__TO-DO LIST__:
a) In the forum thread about the Gaggia TS1 coffee machine, what color does Southpaw say the machine would be if stripped down?
b) Continue the forum thread about the Gaggia TS1 coffee machine from its last post onward.

__GIVEN TEXT__:
------------------------------------------------

# I'm going to need a bigger kitchen.



## Southpaw

Currently using this Gaggia TS1 that I've had for coming on for 6mths. Still in two minds if I should completely strip/rebuild (in a nice bright colour) or let upgraditis take hold and swap for something else.


----------



## Southpaw

When using the steam on the machine the valve is a bit slow to close - I'm trying to find a diagram to check parts but does anyone have any pointers what could need replacing?


----------



## dobber

Southpaw said:


> View attachment 1530
> 
> 
> Currently using this Gaggia TS1 that I've had for coming on for 6mths. Still in two minds if I should completely strip/rebuild (in a nice bright colour) or let upgraditis take hold and swap for something else.


Rebuild and make an ace colour, lime green ha ha or pistachio green. In many years to come i may do something like this on my pulsar.


----------



## Southpaw

Found a supplier for the proper steam arm so I can shortly get rid of the panarello









Colour if I strip down would be aquamarine / teal and I've just found a thread with a gaggia lever in teal that looks great.

------------------------------------------------

__PROVIDED MATERIAL__:
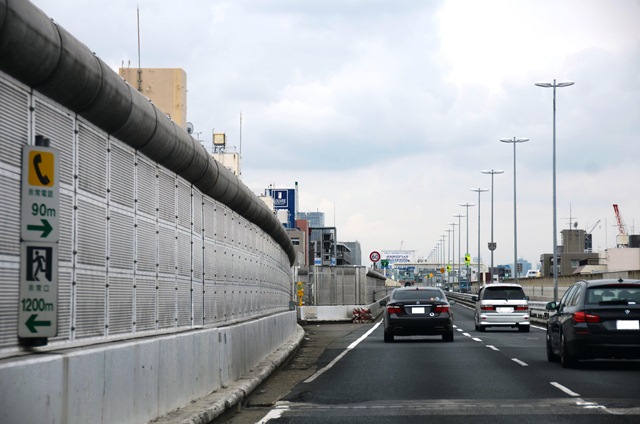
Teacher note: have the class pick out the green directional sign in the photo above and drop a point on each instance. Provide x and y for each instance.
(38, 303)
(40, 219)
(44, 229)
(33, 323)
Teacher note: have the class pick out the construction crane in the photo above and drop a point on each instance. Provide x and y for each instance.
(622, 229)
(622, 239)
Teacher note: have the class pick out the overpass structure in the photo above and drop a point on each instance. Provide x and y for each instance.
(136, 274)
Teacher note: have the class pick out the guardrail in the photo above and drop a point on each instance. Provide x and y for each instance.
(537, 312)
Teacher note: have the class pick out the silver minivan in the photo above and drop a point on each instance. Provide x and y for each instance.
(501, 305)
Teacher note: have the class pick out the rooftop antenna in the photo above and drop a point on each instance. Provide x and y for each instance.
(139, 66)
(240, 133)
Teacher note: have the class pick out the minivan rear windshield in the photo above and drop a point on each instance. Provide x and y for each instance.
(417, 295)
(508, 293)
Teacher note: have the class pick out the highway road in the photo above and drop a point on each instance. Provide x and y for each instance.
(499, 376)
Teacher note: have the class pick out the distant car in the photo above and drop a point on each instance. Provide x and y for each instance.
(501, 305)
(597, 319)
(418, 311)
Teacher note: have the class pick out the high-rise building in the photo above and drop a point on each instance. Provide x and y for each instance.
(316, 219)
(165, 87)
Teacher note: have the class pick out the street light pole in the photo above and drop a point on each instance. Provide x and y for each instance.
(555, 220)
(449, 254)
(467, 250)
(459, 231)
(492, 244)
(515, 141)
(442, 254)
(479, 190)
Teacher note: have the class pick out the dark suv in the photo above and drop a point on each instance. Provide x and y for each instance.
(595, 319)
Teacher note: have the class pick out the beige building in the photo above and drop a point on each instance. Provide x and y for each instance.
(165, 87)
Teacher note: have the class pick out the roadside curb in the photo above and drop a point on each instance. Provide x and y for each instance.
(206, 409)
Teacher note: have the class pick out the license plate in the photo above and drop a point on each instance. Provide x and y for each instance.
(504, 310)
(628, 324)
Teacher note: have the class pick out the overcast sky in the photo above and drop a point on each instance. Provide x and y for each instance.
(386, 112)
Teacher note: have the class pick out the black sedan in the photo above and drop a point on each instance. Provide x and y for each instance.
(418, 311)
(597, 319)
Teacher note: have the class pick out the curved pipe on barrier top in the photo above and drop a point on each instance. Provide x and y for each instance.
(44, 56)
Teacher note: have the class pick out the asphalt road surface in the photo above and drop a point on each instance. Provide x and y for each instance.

------------------------------------------------

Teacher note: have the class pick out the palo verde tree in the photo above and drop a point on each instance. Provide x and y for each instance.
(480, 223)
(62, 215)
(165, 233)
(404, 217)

------------------------------------------------

__REPLIES__:
a) Aquamarine / teal.

b)
----------



## Southpaw

Fitted new arm and also the 98 degree thermostat for the grouphead. I couldn't tell what temperature the old thermostat was but for 4 quid it was worth the chance.

The steam power is now even better than before and I think it'll take me even longer to get the hang of steaming milk.

















Magnets


----------



## Southpaw

Both mods have been thoroughly worthwhile and I wouldn't hesitate to recommend to any other TS owners or prospective owners.

The lower temperature thermostat has reduced the lenght of the cooling flush to a more reasonable amount. The arm has really super charged the steaming - it is a 4 hole tip and milk is now done in about 7-10 seconds. Surprisingly I actually made some microfoam tonight and even Mrs Southpaw noticed







I think it is just about hitting the spot, just the spot has been easy to overshoot in such a small window, but I'm getting there.


----------



## Outlaw333

The part of this thead that appeals to my childlike sense of humour is the fact that in the forum index it simply reads 'I'm going to need a bigger...'

Oh boy, how it feels to be the fountain of insightful and intellectual input that holds this forum together!


----------



## Southpaw

Having tried RobD's pressure basket I think my pressure or opv is set too high 12 bar. Can anyone guide me which might be too high and how to get it adjusted down?


----------



## Southpaw

Given that I haven't fully grasped how these machines work I adjusted my boiler pressure down to 1 bar. Then read some more and understood it is the OPV that needed adjusting.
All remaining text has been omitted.